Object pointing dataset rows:

========

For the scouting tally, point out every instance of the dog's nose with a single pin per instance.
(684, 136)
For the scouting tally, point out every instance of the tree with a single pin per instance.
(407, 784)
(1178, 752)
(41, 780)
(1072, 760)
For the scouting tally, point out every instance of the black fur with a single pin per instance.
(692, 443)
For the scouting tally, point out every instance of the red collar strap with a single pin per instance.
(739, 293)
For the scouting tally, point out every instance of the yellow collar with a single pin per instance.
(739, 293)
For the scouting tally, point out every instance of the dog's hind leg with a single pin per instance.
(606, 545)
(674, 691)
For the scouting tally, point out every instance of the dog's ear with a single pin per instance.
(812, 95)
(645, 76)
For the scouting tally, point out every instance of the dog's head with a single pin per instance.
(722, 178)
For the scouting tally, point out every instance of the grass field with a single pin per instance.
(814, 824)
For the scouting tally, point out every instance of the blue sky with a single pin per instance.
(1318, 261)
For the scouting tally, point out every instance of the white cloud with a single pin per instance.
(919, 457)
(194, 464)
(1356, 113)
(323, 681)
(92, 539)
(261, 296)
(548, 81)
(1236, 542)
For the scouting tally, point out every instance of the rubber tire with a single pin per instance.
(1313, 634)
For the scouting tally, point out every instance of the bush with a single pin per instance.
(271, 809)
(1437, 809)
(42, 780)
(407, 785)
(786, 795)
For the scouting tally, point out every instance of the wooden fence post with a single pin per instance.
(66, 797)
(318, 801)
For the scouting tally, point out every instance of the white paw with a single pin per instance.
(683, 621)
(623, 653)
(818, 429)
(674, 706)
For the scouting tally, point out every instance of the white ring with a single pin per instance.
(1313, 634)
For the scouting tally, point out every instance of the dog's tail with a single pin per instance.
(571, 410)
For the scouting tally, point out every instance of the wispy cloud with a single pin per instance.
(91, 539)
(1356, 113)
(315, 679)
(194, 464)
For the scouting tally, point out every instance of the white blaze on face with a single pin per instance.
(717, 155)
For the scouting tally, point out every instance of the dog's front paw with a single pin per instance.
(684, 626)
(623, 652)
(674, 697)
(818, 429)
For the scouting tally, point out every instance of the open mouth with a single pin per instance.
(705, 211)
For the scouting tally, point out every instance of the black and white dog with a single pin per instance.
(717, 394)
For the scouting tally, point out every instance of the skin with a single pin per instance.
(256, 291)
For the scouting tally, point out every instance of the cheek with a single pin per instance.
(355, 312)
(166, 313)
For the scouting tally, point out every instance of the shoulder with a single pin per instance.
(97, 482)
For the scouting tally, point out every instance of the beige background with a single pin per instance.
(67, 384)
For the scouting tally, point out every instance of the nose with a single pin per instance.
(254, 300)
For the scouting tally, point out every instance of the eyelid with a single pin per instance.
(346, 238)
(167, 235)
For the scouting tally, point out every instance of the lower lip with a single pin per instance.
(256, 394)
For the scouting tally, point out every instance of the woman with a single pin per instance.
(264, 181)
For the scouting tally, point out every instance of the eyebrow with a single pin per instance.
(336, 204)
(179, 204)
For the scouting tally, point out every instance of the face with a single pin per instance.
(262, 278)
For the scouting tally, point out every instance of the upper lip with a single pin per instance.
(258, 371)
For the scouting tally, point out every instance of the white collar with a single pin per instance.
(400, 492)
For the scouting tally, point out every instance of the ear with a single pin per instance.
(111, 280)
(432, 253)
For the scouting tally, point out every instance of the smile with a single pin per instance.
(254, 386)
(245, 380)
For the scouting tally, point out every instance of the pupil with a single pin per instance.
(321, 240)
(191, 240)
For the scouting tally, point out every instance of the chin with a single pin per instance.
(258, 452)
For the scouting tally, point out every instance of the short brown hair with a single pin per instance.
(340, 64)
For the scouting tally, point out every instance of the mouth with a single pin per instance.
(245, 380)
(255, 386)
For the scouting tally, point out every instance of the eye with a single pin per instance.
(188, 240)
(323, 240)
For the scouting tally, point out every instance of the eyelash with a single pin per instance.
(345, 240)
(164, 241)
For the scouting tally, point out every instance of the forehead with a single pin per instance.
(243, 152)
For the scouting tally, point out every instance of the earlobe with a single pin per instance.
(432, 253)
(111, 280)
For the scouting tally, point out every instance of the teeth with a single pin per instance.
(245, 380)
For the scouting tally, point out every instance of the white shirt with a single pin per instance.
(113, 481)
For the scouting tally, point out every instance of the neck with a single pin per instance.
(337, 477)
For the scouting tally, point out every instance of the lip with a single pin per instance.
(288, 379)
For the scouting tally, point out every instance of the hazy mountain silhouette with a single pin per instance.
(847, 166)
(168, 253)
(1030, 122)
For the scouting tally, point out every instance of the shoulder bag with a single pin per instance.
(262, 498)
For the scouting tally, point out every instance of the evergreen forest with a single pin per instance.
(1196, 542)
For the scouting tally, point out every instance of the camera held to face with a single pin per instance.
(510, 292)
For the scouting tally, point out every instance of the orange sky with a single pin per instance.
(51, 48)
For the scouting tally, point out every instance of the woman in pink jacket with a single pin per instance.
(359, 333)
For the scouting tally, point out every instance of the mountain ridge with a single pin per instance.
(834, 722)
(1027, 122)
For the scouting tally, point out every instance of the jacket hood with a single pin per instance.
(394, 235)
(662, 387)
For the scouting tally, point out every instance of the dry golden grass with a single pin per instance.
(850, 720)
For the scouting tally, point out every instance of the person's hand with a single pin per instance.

========

▸ **GOAL**
Write out the full listing, keeping every line exactly as it is.

▸ **RESPONSE**
For the scouting tally, point out every instance of the dog's nose with a single pin per instance.
(684, 136)
For the scouting tally, point out every instance of the tree with a single pin per instance.
(407, 784)
(1178, 752)
(41, 780)
(1072, 760)
For the scouting tally, point out every instance of the black fur with a single pin per instance.
(692, 443)
For the scouting tally, point out every instance of the red collar strap with a single pin per instance.
(739, 293)
For the scouting tally, point out every instance of the yellow collar with a single pin per instance.
(739, 293)
For the scouting tally, point out every instance of the dog's hind leg with a single pin per instance.
(606, 545)
(674, 691)
For the scouting tally, point out every instance of the dog's ear with a single pin per instance.
(812, 95)
(645, 76)
For the scouting tally, point out every instance of the dog's head with a single pin per instance.
(722, 178)
For the scouting tally, point out every instance of the grass field with a single pin per instance.
(814, 824)
For the scouting tally, point out every instance of the blue sky with a single pin per instance.
(1318, 261)
For the scouting tally, point out every instance of the white cloud with a single pin per instance.
(919, 457)
(194, 464)
(1356, 113)
(323, 681)
(92, 539)
(261, 296)
(548, 81)
(1236, 542)
For the scouting tally, point out every instance of the rubber tire with a single pin per instance.
(1313, 634)
For the scouting tally, point out every instance of the bush with a single pin per instance.
(271, 809)
(1437, 809)
(42, 780)
(407, 785)
(786, 795)
For the scouting tally, point out every instance of the wooden fence post with a single pin per instance.
(66, 797)
(318, 801)
For the scouting tally, point out every instance of the white paw with a single pin per instance.
(683, 621)
(623, 653)
(818, 429)
(674, 706)
For the scouting tally, point out every instance of the white ring with a single pin per instance.
(1313, 634)
For the scouting tally, point out every instance of the dog's tail with a single pin per instance.
(571, 410)
For the scouting tally, point out every instance of the wispy cloud with a single pin per instance.
(91, 539)
(1356, 113)
(315, 679)
(194, 464)
For the scouting tally, point out every instance of the white blaze on face with a single pin per instance.
(717, 155)
For the scouting tally, point out every instance of the dog's front paw with a single pin per instance.
(684, 626)
(623, 652)
(674, 697)
(818, 429)
For the scouting tally, point out every instance of the open mouth with a single pin per instance.
(705, 211)
For the scouting tally, point out every instance of the black and white dog with a single pin per instance.
(717, 394)
For the scouting tally, point out every instance of the skin with a single pin per instance.
(256, 291)
For the scouting tally, point out every instance of the cheek with a single pin per instance.
(355, 312)
(166, 313)
For the scouting tally, point out every instance of the shoulder with a single pin per instance.
(97, 482)
For the scouting tally, point out every instance of the beige background with a single pin per instance.
(67, 384)
For the scouting tally, point out every instance of the nose with a single pin per instance.
(254, 300)
For the scouting tally, point out every instance of the eyelid with a single pin per instance.
(346, 238)
(167, 235)
For the scouting tally, point out every instance of the lower lip with a single pin per instance.
(256, 394)
For the scouting tally, point out every instance of the woman with a single pin per instance.
(264, 181)
For the scouting tally, point out every instance of the eyebrow with a single pin per instance.
(336, 204)
(179, 204)
For the scouting tally, point out every instance of the face with a single pin per instance.
(262, 278)
For the scouting tally, point out every instance of the upper lip with a single pin per instance.
(258, 371)
For the scouting tally, point out every instance of the white collar with a single pin per instance.
(400, 492)
For the scouting tally, point out every instance of the ear with a single pin per instance.
(111, 280)
(432, 253)
For the scouting tally, point out every instance of the smile with a single pin per instance.
(254, 386)
(245, 380)
For the scouting tally, point out every instance of the pupil with a single pin per instance.
(321, 240)
(191, 240)
For the scouting tally, point out every instance of the chin with a single pin per instance.
(258, 452)
For the scouting tally, point out every instance of the short brown hair with a single pin per instance.
(340, 64)
For the scouting tally, point out every instance of the mouth with a single pin per instance.
(245, 380)
(255, 386)
For the scouting tally, point out every instance of the eye with a single pin per instance.
(188, 240)
(323, 240)
For the scouting tally, point out every instance of the eyelash with a single pin per instance.
(345, 240)
(164, 241)
For the scouting tally, point out every instance of the forehead with a single pin per instance.
(243, 152)
For the scouting tally, point out every instance of the earlobe with a single pin per instance.
(432, 253)
(111, 280)
For the scouting tally, point out every instance of the teeth with a single pin per instance.
(245, 380)
For the scouting tally, point out every instance of the white shirt with a single pin per instance.
(113, 481)
For the scouting tally, point out every instance of the neck with a single pin per instance.
(337, 477)
For the scouting tally, point out every instance of the lip with a single pin per instance.
(288, 379)
For the scouting tally, point out every instance of the hazy mountain silhouette with a single pin per instance.
(847, 166)
(168, 253)
(1030, 122)
For the scouting tally, point out every instance of the shoulder bag with a single pin per instance.
(262, 498)
For the scouting tally, point out every instance of the evergreen forest with a single pin per instance.
(1196, 542)
For the scouting tally, point out every instance of the camera held to face with a single pin per instance.
(510, 292)
For the scouting tally, point out every instance of the orange sky with a single pin per instance.
(51, 48)
For the scouting tally, point out every instance of the woman in pink jacket with a single pin per instance.
(359, 333)
For the scouting tally, point out every instance of the mountain ridge with a single pin per instance.
(834, 722)
(1027, 122)
For the scouting tally, point out every instance of the jacket hood with a single pin per instance.
(394, 235)
(662, 387)
For the scouting tally, point out every instance of the dry golden grass with a single pin per instance.
(850, 720)
For the scouting tally, point out every instance of the person's hand with a single pin per instance.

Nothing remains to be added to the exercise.